(SOURCE DOCUMENT Opens)

As further evidence that I believe in regionalism but am not a slave to it, much of what Loren encounters in Dennison has no counterpart in the real world. For all its virtues, Monroe is not a Mecca for chamber music, is without a local classical-music station or concert hall, does not boast a community college with an elegant faculty club. But as the plot evolved in my head I discovered that I needed these elements, and it was great fun putting them on paper.

Of the six novels I’ve written, this is a special favorite of mine. I’m fond of the way the intellectual excitement of the late chapters segues into physical excitement at the climax, which might almost be the denouement of a Western film. The crucial clue strikes me as one of the neatest I’ve ever come up with, and the characters include some of my favorites. Aunt Lydia of course is one. Another is her grandniece Heather, who lives to serve others and is target for a serial killer operating across generations. Or is she a brutal murderer herself?

As of this writing a mere 22 years have elapsed between when REQUIEM takes place and today, but much has changed in that time. In Chapter Two Loren suggests that a lesbian who needed to be “legally married” to remain a beneficiary of a Wisconsin trust might move to Hawaii and take advantage of the decision of that state’s supreme court in Baehr v. Lewin (1993) that restricting marriage to people of opposite sexes presumptively violated the Hawaii constitution. Assuming that the court would ultimately affirm that view, then going through a Hawaii marriage ceremony with another woman would, under the U.S. Constitution’s Full Faith and Credit clause, probably have to be recognized by Wisconsin or any other state as legal. Today this strategy is obsolete: since the U.S. Supreme Court’s decision in Obergefell v. Hodges (2015), same-sex marriages are legal in every state. In the hospital scene at the beginning of Chapter Twelve I describe an angioplasty, in which a catheter is inserted into the patient’s inner thigh and courses through his bloodstream until at the point where his artery is blocked by plaque a tiny balloon inflates and pushes the plaque back against the artery’s walls. This is how angioplasties were performed then. The procedure was done on me back in 1990 and I describe it as it was, except that my surgeon didn’t quote Rilke at me. Today the balloons have been replaced by stents. I’ve had that procedure too.

(SOURCE DOCUMENT Closes)
(RECORDED INFORMATION Opens)

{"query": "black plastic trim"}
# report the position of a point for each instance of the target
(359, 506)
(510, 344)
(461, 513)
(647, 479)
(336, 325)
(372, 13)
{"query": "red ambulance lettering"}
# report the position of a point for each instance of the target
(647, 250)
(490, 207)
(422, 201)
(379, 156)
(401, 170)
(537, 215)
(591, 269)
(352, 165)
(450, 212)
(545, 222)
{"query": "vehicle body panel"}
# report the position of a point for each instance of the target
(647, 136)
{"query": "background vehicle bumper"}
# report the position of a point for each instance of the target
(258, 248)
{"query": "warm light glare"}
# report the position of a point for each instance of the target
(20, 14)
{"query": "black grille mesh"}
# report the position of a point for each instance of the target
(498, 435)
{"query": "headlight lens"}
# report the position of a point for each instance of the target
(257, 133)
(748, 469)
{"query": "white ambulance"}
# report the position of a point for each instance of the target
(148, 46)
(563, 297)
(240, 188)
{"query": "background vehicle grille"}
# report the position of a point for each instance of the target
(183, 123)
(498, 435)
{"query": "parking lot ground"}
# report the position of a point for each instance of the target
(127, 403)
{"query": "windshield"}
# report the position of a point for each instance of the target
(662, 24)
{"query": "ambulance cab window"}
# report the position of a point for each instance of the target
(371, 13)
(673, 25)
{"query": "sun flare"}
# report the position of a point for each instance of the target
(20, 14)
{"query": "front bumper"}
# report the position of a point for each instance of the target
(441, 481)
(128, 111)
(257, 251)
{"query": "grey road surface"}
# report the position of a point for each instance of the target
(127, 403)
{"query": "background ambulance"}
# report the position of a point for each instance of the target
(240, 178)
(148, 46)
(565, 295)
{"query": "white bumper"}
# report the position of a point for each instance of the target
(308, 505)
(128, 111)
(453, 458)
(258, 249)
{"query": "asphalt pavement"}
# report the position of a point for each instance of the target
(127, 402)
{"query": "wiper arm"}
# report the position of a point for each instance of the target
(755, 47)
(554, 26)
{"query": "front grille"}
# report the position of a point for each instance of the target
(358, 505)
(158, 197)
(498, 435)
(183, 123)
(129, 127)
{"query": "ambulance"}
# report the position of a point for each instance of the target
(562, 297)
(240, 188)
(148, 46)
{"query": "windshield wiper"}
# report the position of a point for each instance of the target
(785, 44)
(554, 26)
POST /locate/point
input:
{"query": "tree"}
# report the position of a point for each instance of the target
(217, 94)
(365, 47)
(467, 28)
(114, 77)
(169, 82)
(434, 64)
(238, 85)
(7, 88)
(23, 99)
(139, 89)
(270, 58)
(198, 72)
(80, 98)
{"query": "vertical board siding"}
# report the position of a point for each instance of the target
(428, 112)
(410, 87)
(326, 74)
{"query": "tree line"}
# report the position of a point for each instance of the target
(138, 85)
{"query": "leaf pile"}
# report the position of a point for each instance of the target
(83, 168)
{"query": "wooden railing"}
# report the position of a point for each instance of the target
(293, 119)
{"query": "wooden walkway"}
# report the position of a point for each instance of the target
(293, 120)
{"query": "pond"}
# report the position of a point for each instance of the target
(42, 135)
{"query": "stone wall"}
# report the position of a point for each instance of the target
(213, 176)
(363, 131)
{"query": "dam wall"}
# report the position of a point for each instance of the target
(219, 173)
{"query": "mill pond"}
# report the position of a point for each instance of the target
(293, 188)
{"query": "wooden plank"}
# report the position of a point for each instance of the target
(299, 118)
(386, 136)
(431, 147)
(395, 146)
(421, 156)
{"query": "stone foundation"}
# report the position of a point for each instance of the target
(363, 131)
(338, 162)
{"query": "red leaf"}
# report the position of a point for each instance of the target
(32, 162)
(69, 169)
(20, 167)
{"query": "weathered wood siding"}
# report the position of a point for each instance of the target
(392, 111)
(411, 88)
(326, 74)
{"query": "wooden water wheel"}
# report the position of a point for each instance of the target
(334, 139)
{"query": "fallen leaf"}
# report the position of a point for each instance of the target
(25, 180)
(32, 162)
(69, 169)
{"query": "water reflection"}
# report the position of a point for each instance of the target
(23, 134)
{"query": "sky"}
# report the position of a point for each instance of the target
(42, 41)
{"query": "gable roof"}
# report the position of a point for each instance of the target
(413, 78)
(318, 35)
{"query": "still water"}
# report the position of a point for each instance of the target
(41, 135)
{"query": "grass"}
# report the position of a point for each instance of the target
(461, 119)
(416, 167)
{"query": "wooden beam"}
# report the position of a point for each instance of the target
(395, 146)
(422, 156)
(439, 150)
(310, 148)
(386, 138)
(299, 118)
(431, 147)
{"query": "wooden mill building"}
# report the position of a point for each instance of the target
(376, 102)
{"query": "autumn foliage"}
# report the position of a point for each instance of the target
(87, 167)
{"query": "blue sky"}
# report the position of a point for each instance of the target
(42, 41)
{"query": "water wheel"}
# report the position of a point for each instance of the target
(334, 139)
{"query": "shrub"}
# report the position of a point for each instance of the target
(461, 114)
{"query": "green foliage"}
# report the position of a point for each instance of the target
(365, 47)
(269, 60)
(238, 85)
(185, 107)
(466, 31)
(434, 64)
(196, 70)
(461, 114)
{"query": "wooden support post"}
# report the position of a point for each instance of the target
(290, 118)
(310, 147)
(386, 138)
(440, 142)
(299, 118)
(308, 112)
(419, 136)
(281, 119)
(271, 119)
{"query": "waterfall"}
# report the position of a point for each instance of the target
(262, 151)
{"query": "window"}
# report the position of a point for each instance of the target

(RECORDED INFORMATION Closes)

YOUR GOAL :: Condense the paragraph of the source document beginning "Of the six novels I've written" into a short bulleted list that keeps its main facts.

ANSWER FOR THIS EXERCISE ::
- Of my six novels, this one is a special favorite.
- The intellectual excitement of the late chapters shifts into physical excitement at the climax, which resembles a Western film's denouement.
- The crucial clue is one of the neatest I have devised.
- Favorite characters include Aunt Lydia and her grandniece Heather. Heather lives to serve others and is the target of a serial killer operating across generations, unless she is a brutal murderer herself.